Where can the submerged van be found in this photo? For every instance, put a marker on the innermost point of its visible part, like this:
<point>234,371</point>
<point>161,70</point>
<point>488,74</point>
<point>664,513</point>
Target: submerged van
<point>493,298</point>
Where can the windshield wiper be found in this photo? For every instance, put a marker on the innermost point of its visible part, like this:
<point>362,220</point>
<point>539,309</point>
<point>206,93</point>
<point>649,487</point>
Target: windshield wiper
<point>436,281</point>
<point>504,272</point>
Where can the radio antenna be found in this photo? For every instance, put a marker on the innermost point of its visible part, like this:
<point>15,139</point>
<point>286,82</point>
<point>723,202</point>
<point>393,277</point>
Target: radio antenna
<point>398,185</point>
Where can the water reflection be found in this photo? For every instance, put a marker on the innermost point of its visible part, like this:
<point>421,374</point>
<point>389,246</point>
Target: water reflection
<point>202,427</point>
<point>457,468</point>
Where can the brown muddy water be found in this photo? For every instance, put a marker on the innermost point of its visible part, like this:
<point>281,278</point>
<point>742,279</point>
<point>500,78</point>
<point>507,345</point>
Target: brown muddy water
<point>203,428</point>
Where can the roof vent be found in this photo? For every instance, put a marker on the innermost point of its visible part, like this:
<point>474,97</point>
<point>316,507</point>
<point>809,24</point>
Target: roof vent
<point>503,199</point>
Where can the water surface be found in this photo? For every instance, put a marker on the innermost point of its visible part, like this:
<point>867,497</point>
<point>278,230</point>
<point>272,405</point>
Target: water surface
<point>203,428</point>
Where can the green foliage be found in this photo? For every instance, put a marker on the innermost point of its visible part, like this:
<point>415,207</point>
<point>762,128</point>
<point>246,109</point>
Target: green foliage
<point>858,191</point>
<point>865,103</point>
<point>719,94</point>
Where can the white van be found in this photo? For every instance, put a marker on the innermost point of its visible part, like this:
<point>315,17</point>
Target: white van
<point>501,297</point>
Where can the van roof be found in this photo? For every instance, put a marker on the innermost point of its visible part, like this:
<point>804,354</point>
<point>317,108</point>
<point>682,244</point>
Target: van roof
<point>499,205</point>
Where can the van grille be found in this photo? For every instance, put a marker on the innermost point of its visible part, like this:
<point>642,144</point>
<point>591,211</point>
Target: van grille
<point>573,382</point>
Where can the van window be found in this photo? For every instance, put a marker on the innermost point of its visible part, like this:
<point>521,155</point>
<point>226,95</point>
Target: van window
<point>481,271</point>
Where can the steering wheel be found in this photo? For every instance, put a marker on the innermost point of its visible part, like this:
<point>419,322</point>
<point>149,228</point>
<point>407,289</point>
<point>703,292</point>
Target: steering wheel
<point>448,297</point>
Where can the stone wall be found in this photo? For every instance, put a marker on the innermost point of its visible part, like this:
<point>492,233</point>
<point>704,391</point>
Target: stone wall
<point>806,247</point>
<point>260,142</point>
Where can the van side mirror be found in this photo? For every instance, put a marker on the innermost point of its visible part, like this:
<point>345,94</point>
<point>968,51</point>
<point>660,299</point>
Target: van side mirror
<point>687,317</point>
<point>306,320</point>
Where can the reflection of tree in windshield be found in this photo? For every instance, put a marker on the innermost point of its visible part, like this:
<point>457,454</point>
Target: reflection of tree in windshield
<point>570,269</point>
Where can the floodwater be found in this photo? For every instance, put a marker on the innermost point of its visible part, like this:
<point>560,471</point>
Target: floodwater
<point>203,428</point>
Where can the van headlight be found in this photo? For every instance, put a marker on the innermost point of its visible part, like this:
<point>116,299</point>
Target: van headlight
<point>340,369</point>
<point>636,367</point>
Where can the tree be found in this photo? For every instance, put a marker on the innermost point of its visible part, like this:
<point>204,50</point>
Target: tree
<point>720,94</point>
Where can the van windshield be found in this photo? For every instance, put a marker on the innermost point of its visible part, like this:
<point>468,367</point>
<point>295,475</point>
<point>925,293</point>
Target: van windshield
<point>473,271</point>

───

• [Stated problem] Could you repeat all of these lines, swapping "innermost" for "central" and leaving everything else untouched?

• [Solution to the problem]
Where can the submerged van be found in this photo? For every instance, put a marker on the central point of its visible part, like this:
<point>234,371</point>
<point>161,70</point>
<point>488,74</point>
<point>664,513</point>
Target: submerged van
<point>493,298</point>
Where can the windshield wiper be found in this photo? For every instance, put a marker on the central point of its visible part, like this:
<point>362,220</point>
<point>539,309</point>
<point>206,93</point>
<point>649,487</point>
Target: windshield wiper
<point>436,281</point>
<point>504,272</point>
Where can the radio antenna be found in this photo? For every instance, put a marker on the central point of its visible part, like this:
<point>15,139</point>
<point>286,82</point>
<point>723,202</point>
<point>393,277</point>
Target: radio antenna
<point>398,185</point>
Where can the water reflection be found in this photo? For every instance, put a marker on the central point of its visible part, like this:
<point>421,374</point>
<point>389,246</point>
Target: water reflection
<point>202,427</point>
<point>457,468</point>
Where can the brown muddy water be found in this photo? For every instance, put a marker on the central point of its visible part, like this:
<point>281,278</point>
<point>742,279</point>
<point>500,78</point>
<point>507,345</point>
Target: brown muddy water
<point>203,428</point>
Where can the roof vent be found in this photo? For every instance, put a marker on the central point of its visible part, like this:
<point>474,97</point>
<point>316,507</point>
<point>809,24</point>
Target: roof vent
<point>503,199</point>
Where can the water surface be found in this photo? For every instance, put a marker on the central point of its visible part, like this:
<point>867,497</point>
<point>278,230</point>
<point>272,405</point>
Target: water surface
<point>203,428</point>
Where can the green foliage be found in this photo? For every instance, put a marker on the central point of its visible part, like this:
<point>415,207</point>
<point>762,128</point>
<point>246,109</point>
Target: green foliage
<point>858,191</point>
<point>865,103</point>
<point>719,94</point>
Where can the white van be found in this photo? For every instance, put a marker on the central point of its visible part, like this:
<point>315,17</point>
Target: white van
<point>501,297</point>
Where can the van roof be found in this photo? For every instance, put a marker on the central point of its visible part, like this:
<point>804,354</point>
<point>317,108</point>
<point>682,244</point>
Target: van roof
<point>499,205</point>
Where can the van grille be found in this photo? For every instance, put a marker on the central point of its visible part, like this:
<point>642,144</point>
<point>591,211</point>
Target: van grille
<point>573,382</point>
Where can the van window be found in this photo? For every instance, put a marker on the central point of its visible part, like this:
<point>521,155</point>
<point>226,95</point>
Target: van window
<point>481,271</point>
Where can the steering wheel be found in this photo? For every instance, put a marker on the central point of its visible part, like this:
<point>419,322</point>
<point>149,228</point>
<point>407,289</point>
<point>703,292</point>
Target: steering wheel
<point>448,297</point>
Where can the stone wall be found in this photo? For every instance, put a marker on the central point of its visible part, like this:
<point>492,233</point>
<point>704,391</point>
Target: stone wall
<point>806,247</point>
<point>260,142</point>
Where can the van side mirror be found in this photo? For every instance, put a marker on the central point of its visible part, like this:
<point>345,94</point>
<point>968,51</point>
<point>660,299</point>
Target: van side mirror
<point>687,317</point>
<point>306,320</point>
Where can the reflection of tree in windshield be found in this photo? For every instance, put a marker on the central point of its visible part, like this:
<point>457,454</point>
Target: reflection of tree in windshield
<point>570,269</point>
Where can the floodwater be found in this photo? For every instance, put a marker on the central point of its visible part, like this:
<point>560,471</point>
Target: floodwater
<point>203,428</point>
Where can the van headlight be found in this photo? For every instance, put a marker on the central point of its visible part, like this:
<point>116,299</point>
Target: van headlight
<point>340,369</point>
<point>636,367</point>
Where can the tree be found in this photo? For every instance, put a marker on the central point of its visible part, like this:
<point>204,50</point>
Target: tree
<point>720,94</point>
Where can the van windshield be found in this photo? For every instance, put a marker on the central point of its visible part, like this:
<point>468,367</point>
<point>295,475</point>
<point>925,293</point>
Target: van windshield
<point>473,271</point>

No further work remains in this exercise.